Input section start
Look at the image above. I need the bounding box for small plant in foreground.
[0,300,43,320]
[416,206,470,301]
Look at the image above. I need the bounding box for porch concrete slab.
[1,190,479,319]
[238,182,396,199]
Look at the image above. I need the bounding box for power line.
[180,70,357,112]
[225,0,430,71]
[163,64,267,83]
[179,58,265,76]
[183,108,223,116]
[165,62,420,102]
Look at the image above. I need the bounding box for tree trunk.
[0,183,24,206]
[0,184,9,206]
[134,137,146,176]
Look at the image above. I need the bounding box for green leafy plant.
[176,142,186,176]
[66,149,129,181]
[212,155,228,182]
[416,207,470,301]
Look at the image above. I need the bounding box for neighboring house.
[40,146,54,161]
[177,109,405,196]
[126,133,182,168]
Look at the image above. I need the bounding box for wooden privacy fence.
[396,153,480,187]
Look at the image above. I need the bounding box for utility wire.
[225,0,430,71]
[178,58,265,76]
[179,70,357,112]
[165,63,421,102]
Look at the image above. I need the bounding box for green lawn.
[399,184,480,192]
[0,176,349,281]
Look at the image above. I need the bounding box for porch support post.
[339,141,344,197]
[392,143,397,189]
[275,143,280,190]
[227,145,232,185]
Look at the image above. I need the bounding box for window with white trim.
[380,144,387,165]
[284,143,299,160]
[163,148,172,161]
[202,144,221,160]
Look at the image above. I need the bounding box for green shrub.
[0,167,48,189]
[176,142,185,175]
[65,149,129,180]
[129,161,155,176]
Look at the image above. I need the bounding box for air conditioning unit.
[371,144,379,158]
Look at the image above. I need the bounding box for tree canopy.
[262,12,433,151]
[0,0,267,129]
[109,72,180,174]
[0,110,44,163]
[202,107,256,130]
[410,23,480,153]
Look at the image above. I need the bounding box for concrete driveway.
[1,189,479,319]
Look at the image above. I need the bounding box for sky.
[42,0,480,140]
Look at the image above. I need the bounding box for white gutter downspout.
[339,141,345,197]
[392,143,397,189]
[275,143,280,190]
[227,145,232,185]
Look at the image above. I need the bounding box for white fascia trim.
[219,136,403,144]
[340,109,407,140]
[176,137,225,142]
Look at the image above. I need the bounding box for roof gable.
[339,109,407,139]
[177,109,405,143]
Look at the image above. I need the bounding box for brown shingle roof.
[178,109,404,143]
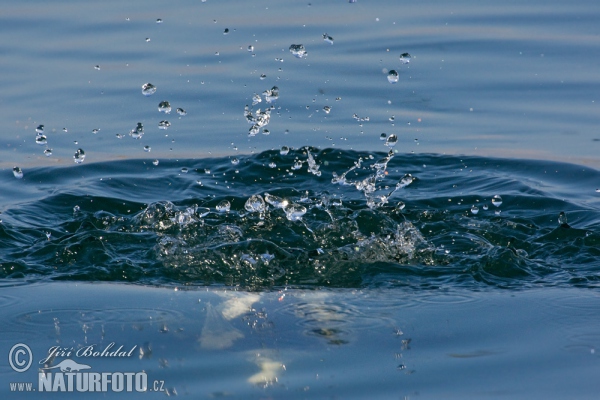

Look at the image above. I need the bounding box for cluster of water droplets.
[245,87,280,136]
[387,52,412,84]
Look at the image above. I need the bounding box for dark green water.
[2,148,599,290]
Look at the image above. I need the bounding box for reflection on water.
[1,283,599,398]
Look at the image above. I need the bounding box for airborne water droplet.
[158,101,172,114]
[470,205,479,215]
[231,157,239,165]
[13,166,23,179]
[130,123,144,139]
[35,134,47,145]
[176,108,187,116]
[322,33,334,44]
[144,145,151,152]
[558,211,569,227]
[216,200,231,213]
[323,105,331,114]
[152,159,159,166]
[385,134,398,147]
[399,52,412,64]
[142,83,157,96]
[280,146,290,155]
[36,125,44,134]
[73,148,85,164]
[44,148,52,157]
[289,44,307,58]
[491,195,503,207]
[387,70,399,84]
[158,120,171,130]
Input section end
#### What to work on:
When you reproduce the material, keep every word exact and leave each picture out.

#### Answer to the problem:
Look at the image above. I need the bounding box for small plant in foreground.
[0,300,43,320]
[416,206,470,301]
Look at the image above. I need the bounding box for porch concrete slab.
[1,190,479,319]
[238,182,396,199]
Look at the image above. I need the bounding box for power line.
[180,70,357,112]
[225,0,430,71]
[163,64,267,83]
[179,58,265,76]
[183,108,223,116]
[165,62,420,102]
Look at the image above. I need the bounding box for tree trunk.
[0,183,24,206]
[0,184,9,206]
[134,137,146,176]
Look at the image above. I need the bounding box for green leafy plant.
[176,142,186,176]
[66,149,129,181]
[212,155,228,182]
[416,207,470,301]
Look at the image above. I need the bounding box for neighboring house.
[40,146,54,161]
[177,109,405,196]
[126,133,182,168]
Look at the image above. I need the bounding box for wooden privacy fence.
[396,153,480,187]
Look at the image above. I need the bounding box for utility wire.
[225,0,430,71]
[178,58,265,76]
[179,70,357,112]
[165,63,421,102]
Look at the image above. I need the bounding box for green lawn.
[399,184,480,192]
[0,176,349,281]
Look at the image above. I need the bounding box for porch support post.
[339,141,344,197]
[392,143,397,189]
[275,143,280,190]
[227,145,232,185]
Look at the image above. I need the bounding box for window with white trim.
[380,144,387,165]
[284,143,299,160]
[163,148,172,161]
[202,144,221,160]
Look at the image above. I need the bounding box for green shrub.
[0,167,48,189]
[176,142,185,175]
[65,149,129,180]
[129,161,155,176]
Look at the image above. I need the bounding box for air conditioning unit.
[371,144,379,158]
Look at the image above. I need the bounding box for tree canopy.
[262,12,433,151]
[0,0,267,129]
[109,72,180,174]
[0,110,44,163]
[202,107,256,130]
[410,23,480,153]
Look at the image above. I need the bounding box for concrete driveway.
[1,189,479,319]
Look at the image above. I need the bounding box for sky.
[42,0,480,140]
Look at the image above. I need the bounding box for white gutter downspout.
[339,141,345,197]
[392,143,397,189]
[275,143,280,190]
[227,145,232,185]
Look at the image above. I need the bounding box for white fascia trim.
[219,136,403,144]
[340,109,407,140]
[176,137,225,142]
Look at the image above. I need the bounding box for roof gable.
[339,109,407,139]
[177,109,405,143]
Look at the image above. I need the bounding box for brown shingle roof.
[178,109,404,143]

Look at the image above. I need the bounding box for cluster of water droplets.
[245,87,280,136]
[387,52,412,84]
Look at the image above. I need the bounding box for dark green water.
[2,148,599,290]
Look at the image above. I need the bounding box for reflection on water.
[1,283,599,398]
Look at the image above. I need the bounding box for airborne water droplet.
[158,101,172,114]
[470,205,479,215]
[231,157,239,165]
[13,166,23,179]
[130,123,144,139]
[35,134,47,145]
[176,108,187,116]
[322,33,334,44]
[144,145,151,152]
[558,211,569,227]
[216,200,231,213]
[323,105,331,114]
[152,159,159,166]
[385,134,398,147]
[399,52,412,64]
[142,83,157,96]
[280,146,290,155]
[36,125,44,134]
[73,148,85,164]
[44,148,52,157]
[289,44,307,58]
[491,195,503,207]
[387,70,399,84]
[158,120,171,130]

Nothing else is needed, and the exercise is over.